■ TASK INSTRUCTIONS: Reproduce exactly the lines from the one containing "Exercise. Mark the distant" through the last line of the records below, both included, and nothing else.

■ DATA EXCERPTS:

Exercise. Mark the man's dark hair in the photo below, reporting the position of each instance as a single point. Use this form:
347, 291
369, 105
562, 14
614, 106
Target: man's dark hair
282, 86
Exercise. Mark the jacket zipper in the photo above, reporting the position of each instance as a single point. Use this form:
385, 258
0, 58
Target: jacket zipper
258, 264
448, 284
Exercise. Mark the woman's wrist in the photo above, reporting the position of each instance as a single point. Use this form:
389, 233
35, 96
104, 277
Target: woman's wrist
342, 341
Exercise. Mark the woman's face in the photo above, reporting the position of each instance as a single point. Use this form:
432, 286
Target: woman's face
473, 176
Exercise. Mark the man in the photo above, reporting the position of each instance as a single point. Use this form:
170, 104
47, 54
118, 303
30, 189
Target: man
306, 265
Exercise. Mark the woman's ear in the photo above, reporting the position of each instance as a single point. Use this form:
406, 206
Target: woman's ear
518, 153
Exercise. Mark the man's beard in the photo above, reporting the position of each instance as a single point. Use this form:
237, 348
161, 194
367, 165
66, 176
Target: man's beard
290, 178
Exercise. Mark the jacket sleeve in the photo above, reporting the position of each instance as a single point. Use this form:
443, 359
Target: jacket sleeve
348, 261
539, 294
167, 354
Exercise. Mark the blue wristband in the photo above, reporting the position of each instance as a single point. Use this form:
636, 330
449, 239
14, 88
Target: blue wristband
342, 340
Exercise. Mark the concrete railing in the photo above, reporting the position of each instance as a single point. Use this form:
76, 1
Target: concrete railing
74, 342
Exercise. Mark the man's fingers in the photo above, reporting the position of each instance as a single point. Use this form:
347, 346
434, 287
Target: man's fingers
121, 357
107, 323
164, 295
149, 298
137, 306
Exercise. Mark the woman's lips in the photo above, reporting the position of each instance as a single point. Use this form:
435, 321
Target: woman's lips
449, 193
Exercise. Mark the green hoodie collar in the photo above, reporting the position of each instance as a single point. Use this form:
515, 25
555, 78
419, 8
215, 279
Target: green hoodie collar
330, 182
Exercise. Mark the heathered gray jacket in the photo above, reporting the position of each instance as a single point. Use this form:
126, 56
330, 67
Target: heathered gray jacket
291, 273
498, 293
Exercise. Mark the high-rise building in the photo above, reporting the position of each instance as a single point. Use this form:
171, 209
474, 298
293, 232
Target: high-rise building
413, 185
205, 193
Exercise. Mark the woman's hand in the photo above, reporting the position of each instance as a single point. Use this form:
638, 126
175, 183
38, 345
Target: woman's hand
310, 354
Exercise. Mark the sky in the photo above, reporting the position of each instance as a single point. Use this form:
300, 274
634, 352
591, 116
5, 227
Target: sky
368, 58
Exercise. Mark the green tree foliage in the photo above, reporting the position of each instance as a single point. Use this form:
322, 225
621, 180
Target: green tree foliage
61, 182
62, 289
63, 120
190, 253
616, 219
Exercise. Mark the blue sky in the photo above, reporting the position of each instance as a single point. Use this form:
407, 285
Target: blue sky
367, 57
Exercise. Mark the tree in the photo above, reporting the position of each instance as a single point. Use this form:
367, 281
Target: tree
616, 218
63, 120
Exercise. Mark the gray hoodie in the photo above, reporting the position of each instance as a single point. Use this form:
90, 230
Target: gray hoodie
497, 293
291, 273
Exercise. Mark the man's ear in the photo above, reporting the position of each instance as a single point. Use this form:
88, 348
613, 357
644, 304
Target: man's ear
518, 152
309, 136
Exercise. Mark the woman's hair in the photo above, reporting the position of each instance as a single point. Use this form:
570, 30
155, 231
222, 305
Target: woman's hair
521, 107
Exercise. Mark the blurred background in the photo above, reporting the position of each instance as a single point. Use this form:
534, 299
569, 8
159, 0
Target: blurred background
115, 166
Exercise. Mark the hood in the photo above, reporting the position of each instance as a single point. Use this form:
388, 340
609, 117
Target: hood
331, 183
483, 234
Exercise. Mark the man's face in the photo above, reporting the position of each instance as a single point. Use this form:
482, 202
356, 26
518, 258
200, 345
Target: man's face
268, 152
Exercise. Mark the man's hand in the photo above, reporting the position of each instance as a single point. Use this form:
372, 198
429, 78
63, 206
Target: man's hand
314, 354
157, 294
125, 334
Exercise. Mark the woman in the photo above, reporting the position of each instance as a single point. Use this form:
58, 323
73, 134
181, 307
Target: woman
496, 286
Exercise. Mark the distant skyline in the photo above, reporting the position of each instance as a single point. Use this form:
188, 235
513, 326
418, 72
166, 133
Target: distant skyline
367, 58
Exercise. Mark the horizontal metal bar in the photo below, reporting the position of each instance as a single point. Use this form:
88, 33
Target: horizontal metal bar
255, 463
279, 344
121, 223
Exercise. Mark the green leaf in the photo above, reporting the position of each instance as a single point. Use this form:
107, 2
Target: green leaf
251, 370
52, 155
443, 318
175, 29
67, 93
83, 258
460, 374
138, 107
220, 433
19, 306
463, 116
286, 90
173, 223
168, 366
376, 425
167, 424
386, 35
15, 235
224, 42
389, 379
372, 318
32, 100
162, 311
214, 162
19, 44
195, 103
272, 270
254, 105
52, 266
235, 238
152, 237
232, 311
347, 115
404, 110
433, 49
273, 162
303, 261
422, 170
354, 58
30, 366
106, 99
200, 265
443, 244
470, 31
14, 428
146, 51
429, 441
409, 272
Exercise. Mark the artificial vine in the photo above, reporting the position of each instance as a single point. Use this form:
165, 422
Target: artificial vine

■ ANSWER TO THIS EXERCISE:
Exercise. Mark the distant skyline in the photo above, reporting the position of each instance as a single point. Use this form:
188, 235
513, 326
418, 72
166, 133
Target: distant skyline
367, 58
Exercise. Mark the horizontal metal bar in the photo below, reporting the position of each instance as a single point. Use this form:
88, 33
Target: horizontal metal bar
255, 463
279, 344
121, 223
Exercise. Mark the green leaf in the photo above, reporting the position of each instance as a single point. Use this form:
107, 2
Target: green leaf
251, 370
52, 155
443, 318
175, 29
67, 93
83, 258
460, 374
138, 107
220, 433
19, 306
463, 116
286, 90
173, 223
168, 366
376, 425
167, 424
386, 35
15, 235
224, 42
389, 379
372, 318
32, 100
162, 311
214, 162
19, 44
195, 103
272, 270
254, 105
52, 266
235, 238
152, 237
232, 311
347, 115
404, 110
433, 49
273, 162
303, 261
422, 170
354, 58
30, 366
106, 99
200, 265
443, 244
470, 31
14, 428
146, 51
429, 441
409, 272
Exercise. Mark the artificial vine in the photo above, reporting the position of each instance as a single point. Use this form:
165, 422
Target: artificial vine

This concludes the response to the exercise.